* INSTRUCTION:
Reproduce all of the material below verbatim, line for line, and omit the pictures from your output.

* EXTRACTED MATERIAL:
begin

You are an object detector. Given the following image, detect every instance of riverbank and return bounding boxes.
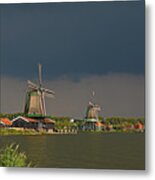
[0,128,144,136]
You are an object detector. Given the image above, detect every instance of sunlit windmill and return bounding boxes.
[24,64,55,115]
[86,91,101,120]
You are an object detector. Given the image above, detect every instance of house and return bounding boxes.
[42,118,55,130]
[0,118,12,127]
[12,116,38,129]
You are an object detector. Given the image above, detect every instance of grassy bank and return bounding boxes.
[0,144,33,167]
[0,128,46,135]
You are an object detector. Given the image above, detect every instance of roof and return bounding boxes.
[43,118,55,124]
[12,116,38,122]
[0,118,12,126]
[95,121,103,126]
[85,118,98,122]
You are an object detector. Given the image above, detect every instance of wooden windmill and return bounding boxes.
[86,91,101,120]
[24,64,55,115]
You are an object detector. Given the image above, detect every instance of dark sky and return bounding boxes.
[0,1,144,80]
[0,0,145,118]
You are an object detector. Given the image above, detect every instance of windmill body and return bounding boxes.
[85,91,101,121]
[24,64,55,115]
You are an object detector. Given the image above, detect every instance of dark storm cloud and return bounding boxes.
[0,1,144,79]
[1,74,144,118]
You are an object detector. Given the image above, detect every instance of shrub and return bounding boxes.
[0,144,32,167]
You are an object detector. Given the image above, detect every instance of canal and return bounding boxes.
[0,133,145,170]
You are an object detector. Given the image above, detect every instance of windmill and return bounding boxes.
[24,64,55,115]
[86,91,101,120]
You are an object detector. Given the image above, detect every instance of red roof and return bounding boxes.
[0,118,12,126]
[12,116,38,122]
[43,118,55,124]
[95,121,103,126]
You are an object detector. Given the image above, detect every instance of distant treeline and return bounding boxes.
[0,112,145,124]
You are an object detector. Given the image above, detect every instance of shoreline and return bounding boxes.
[0,128,145,136]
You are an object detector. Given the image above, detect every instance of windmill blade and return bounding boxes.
[38,64,42,87]
[45,93,55,98]
[41,88,55,96]
[41,92,46,115]
[27,80,38,90]
[89,101,94,106]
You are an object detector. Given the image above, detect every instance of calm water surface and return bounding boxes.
[0,133,145,169]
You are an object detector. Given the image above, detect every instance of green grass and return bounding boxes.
[0,144,33,167]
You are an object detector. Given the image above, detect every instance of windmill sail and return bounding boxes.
[24,64,55,115]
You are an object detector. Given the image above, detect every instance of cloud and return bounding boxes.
[1,74,145,118]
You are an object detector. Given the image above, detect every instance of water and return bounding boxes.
[0,133,145,169]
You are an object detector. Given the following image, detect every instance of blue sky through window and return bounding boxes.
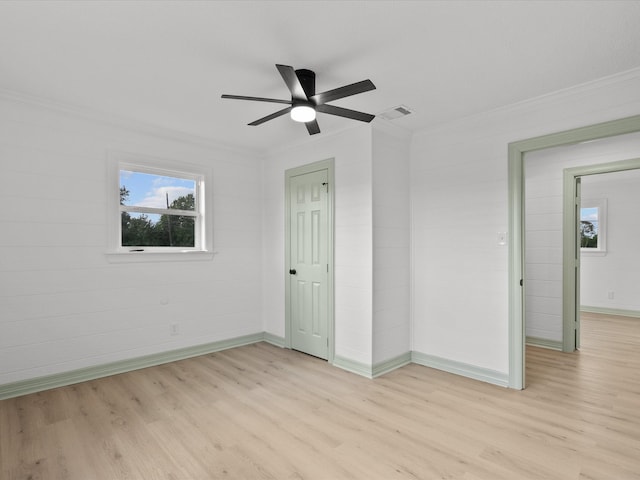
[120,170,196,208]
[580,207,598,235]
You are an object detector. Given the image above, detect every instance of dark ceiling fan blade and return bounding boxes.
[305,120,320,135]
[309,80,376,105]
[222,95,291,105]
[276,64,307,100]
[249,107,293,127]
[316,105,376,123]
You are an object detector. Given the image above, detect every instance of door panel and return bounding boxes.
[289,170,329,359]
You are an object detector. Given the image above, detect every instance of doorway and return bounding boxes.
[562,158,640,352]
[285,159,334,362]
[508,115,640,390]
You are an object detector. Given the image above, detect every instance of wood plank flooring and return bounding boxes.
[0,315,640,480]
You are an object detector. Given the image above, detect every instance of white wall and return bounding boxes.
[524,133,640,341]
[0,96,263,384]
[580,171,640,312]
[372,122,411,364]
[411,70,640,374]
[262,125,373,365]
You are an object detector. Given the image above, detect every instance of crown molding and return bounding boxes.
[413,67,640,137]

end

* TASK OUTPUT:
You are an object detector. Given the following image, detect every instance of riverbank and return bounding boxes.
[0,128,144,136]
You are an object detector. Given the image above, detect every instance of sunlit windmill and return bounding boxes.
[24,64,55,115]
[86,91,101,120]
You are an object detector. Given the image above, detect every instance of house and return bounding boxes.
[42,118,55,130]
[0,118,12,127]
[12,116,38,129]
You are an object detector. Given the image above, detect every instance of grassy bank and return bounding boxes.
[0,144,33,167]
[0,128,46,135]
You are an object detector. Given the image above, detect every instance of roof and return bounding boxes.
[43,118,55,124]
[12,116,38,122]
[0,118,12,126]
[95,121,103,126]
[85,118,98,122]
You are an object detector. Given the image above, detect every instance of wooden windmill and return bounding boxes.
[86,91,101,120]
[24,64,55,115]
You are an object detector. Given the image above, detect every instance of dark sky and return bounding boxes.
[0,1,144,80]
[0,0,145,118]
You are an object detector. Given the image above, detect every instance of windmill body and return bounding boxes.
[85,91,101,121]
[24,64,55,115]
You are an object detector. Given the image above, detect every instance of dark storm cloud and return bounding boxes.
[0,1,144,79]
[1,74,144,118]
You are an object detector. Given the image above, detect every instance of shrub and return bounding boxes.
[0,144,32,167]
You are an object detector. Given the image above, detect every instance of canal and return bounding boxes.
[0,133,145,170]
You are an object detector. Given the image above, detect every instance of windmill and return bounding boxes.
[24,64,55,115]
[86,91,101,120]
You are an object detector. Given the image above, detect every instance of red roof and return bounding boxes.
[0,118,12,126]
[12,116,38,122]
[43,118,55,124]
[95,121,103,126]
You are an object detector. Given the image above, detect every instance of distant treeline and return bounding boxes.
[0,112,145,124]
You are an object detector. Given the image above, detect every instance of shoreline and return bounding boxes.
[0,128,145,136]
You are an object detector. Given the image above, detect every instance of windmill blade and return bounding boxes.
[38,64,42,87]
[45,93,55,98]
[41,88,55,96]
[41,92,46,115]
[27,80,38,90]
[89,101,94,106]
You are an object detector. Given the image above, detect every instance of calm water surface and return bounding boxes.
[0,133,145,169]
You are an object detector. Given the image above, detect every instance of green grass and return bounding boxes.
[0,144,33,167]
You are an object detector. Given the image above, detect every instance of windmill sail and return bounding boxes.
[24,64,55,115]
You are an object detector. Given the image above, detect every instance of cloud and return bounding boxes.
[1,74,145,118]
You are an object detector. Given the image above, detect every instance of water and return bounding boxes.
[0,133,145,169]
You are an object detector. Given the following image, detect every instance of blue sky through window and return bounding boxes.
[120,170,196,208]
[580,207,598,235]
You are an object detector. Given the image above, detect every instance of dark ceiling fan blade and return bounding boxes.
[305,120,320,135]
[309,80,376,105]
[222,95,291,105]
[276,64,307,100]
[249,107,293,127]
[316,105,376,123]
You are an object detector. Given the image above, detect every instance of door panel and return bounding boxes.
[289,170,329,359]
You are an object detector. Given the image above, detect every instance of doorway and return bounding boxes.
[562,158,640,352]
[285,159,334,362]
[508,115,640,390]
You are an object detector. Given the image above, detect every instance of wood plank flooring and return bounding boxes.
[0,315,640,480]
You are an object detector. Given the image above, detect every instance of white wall and return bounding boxes.
[524,133,640,341]
[0,96,263,384]
[580,171,640,312]
[372,122,411,364]
[411,70,640,374]
[262,125,373,365]
You are an object detector. Given the image above, detect every instance of crown molding and return bounding boxes.
[413,67,640,137]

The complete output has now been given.